_PROBLEM DETAILS_
Return verbatim the line containing "Indicate every instance of the nose." together with all lines that follow it in the records, and no other material.

_GIVEN DATA_
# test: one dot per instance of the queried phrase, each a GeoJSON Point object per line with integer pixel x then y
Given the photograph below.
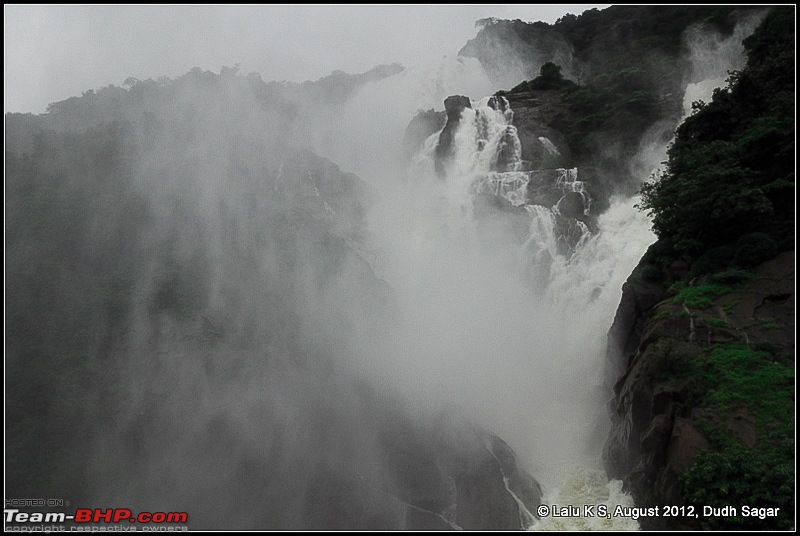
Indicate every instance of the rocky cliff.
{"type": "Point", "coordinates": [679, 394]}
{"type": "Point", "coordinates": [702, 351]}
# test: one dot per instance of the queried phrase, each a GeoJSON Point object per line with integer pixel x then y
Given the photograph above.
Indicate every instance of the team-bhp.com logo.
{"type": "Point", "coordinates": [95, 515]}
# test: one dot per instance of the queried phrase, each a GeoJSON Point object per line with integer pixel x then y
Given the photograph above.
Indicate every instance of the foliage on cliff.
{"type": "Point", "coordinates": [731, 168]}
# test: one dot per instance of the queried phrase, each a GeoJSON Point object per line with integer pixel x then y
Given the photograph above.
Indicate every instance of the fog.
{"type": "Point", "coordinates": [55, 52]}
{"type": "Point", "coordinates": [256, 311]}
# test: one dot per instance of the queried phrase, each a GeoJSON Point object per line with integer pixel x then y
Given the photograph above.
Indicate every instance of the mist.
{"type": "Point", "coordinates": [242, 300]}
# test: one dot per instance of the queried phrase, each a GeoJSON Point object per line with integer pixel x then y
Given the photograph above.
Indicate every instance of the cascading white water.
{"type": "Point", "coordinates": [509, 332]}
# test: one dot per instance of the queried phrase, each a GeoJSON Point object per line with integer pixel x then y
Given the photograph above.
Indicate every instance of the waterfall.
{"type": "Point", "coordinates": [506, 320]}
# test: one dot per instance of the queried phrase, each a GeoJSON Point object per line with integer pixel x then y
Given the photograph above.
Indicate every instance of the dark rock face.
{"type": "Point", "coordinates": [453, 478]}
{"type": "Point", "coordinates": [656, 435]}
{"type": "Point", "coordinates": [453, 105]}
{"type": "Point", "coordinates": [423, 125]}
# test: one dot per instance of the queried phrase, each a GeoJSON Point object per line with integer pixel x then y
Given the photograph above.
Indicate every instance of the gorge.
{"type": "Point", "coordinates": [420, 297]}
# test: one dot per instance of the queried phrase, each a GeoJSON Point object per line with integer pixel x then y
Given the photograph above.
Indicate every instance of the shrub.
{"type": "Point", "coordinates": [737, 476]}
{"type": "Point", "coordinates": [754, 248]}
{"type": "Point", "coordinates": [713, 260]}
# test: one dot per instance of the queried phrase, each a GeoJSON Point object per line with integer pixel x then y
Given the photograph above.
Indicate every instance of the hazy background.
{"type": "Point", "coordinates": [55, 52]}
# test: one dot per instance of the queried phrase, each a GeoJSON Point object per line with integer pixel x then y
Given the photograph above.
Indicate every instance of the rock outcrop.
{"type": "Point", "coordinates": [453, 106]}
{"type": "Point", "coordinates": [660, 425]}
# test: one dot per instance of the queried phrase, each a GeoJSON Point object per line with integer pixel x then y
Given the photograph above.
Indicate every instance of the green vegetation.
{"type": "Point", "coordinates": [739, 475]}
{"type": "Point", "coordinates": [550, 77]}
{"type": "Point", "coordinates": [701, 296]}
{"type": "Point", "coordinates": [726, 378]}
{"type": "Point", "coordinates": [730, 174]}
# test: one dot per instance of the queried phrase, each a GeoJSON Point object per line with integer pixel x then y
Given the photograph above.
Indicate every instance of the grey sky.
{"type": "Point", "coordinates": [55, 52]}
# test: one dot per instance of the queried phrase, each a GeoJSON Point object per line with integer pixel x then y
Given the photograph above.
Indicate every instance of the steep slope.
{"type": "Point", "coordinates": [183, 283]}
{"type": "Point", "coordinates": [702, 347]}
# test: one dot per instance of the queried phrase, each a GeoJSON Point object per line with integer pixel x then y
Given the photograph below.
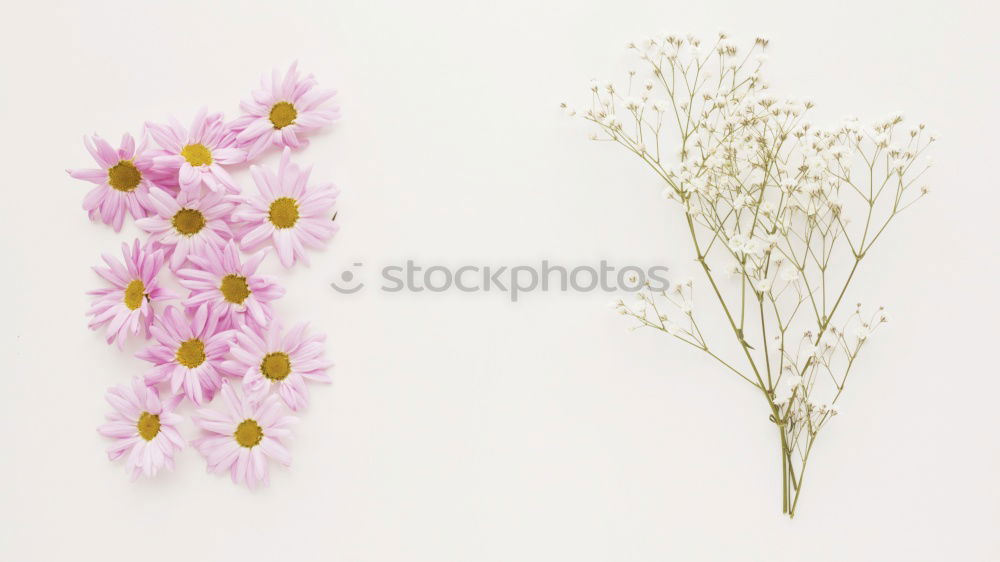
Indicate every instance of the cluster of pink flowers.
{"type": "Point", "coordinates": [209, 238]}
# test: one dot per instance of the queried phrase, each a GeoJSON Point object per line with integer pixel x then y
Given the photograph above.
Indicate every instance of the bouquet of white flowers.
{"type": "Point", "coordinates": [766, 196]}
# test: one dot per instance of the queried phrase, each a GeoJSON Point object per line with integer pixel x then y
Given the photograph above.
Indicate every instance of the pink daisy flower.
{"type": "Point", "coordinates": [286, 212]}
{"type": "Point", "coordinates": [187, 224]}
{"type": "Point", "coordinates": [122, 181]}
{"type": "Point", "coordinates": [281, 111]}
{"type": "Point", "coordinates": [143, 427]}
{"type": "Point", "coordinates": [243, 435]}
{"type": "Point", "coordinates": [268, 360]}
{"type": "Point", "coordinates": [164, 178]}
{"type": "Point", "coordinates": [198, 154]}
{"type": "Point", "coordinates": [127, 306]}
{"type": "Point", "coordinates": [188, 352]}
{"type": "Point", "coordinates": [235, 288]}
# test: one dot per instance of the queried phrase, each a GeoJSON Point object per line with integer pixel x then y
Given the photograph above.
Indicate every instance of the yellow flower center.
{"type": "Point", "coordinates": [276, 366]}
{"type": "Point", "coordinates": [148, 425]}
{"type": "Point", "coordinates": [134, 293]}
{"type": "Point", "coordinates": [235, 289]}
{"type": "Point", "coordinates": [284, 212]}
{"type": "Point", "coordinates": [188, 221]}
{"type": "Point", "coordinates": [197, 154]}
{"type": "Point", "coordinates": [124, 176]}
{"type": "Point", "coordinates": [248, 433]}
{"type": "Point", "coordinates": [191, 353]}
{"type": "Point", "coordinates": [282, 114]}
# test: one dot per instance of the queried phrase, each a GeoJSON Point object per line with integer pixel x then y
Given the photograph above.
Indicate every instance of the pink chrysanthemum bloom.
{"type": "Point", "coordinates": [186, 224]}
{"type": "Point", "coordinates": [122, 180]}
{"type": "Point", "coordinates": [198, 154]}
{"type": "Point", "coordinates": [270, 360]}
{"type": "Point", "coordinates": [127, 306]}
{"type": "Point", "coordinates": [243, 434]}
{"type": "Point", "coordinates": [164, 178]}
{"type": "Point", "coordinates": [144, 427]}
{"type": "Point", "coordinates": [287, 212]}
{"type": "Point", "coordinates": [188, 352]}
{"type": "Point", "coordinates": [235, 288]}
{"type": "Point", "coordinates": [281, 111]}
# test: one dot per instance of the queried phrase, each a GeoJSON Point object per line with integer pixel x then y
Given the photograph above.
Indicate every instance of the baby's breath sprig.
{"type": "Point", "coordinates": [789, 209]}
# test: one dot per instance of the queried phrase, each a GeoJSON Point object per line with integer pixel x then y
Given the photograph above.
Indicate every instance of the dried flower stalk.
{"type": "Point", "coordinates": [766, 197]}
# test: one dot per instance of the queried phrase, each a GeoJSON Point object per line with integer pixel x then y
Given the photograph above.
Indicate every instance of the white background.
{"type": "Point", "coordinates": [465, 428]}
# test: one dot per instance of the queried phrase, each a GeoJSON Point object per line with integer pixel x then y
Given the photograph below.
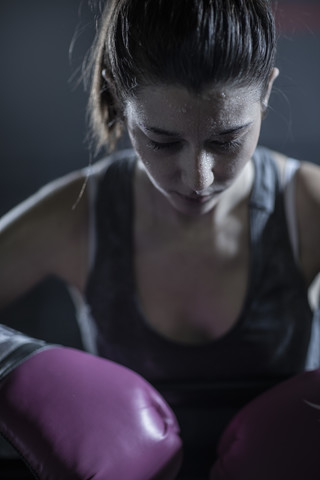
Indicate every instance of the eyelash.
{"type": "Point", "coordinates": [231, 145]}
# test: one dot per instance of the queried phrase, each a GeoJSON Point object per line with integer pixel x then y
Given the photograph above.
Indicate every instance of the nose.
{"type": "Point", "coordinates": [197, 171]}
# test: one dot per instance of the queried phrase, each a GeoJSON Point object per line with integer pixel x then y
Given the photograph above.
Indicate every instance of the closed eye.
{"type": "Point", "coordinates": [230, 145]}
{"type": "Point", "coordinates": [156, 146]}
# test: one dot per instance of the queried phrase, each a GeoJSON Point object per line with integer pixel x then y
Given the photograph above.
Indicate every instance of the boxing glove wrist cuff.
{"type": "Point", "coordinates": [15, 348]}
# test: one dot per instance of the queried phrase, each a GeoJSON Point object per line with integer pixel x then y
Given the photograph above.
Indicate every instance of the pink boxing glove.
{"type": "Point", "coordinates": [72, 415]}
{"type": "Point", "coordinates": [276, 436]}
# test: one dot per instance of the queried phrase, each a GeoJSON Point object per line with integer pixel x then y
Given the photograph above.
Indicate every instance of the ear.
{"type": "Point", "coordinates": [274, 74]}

_RESPONSE TO THE EXERCISE_
Indicate every instance of the nose.
{"type": "Point", "coordinates": [197, 171]}
# test: one dot per instance of the queried phrase, each a GeoJSON Point object per line with integer pixel x then y
Given the photograph above.
Indicate every instance of the closed eye.
{"type": "Point", "coordinates": [230, 145]}
{"type": "Point", "coordinates": [156, 146]}
# test: one dot per instance of the queried phrase, each a GeoJSON Point object per line with integer pixel x then y
Given the photograph above.
Indicate every instance of the boxing glove wrist cuff.
{"type": "Point", "coordinates": [15, 348]}
# test: one dot per instance of the queried phrase, each a GeoJSON Point object per line with integer pixel x then y
Given the photograph above.
Indicate every instance of the pink boxing glove.
{"type": "Point", "coordinates": [72, 415]}
{"type": "Point", "coordinates": [276, 436]}
# test: one dot per instance of the queried phrase, each a GeoJSON Point object per line with integer pixel x then y
Given the photograph above.
Indicate every instance of the ear.
{"type": "Point", "coordinates": [274, 74]}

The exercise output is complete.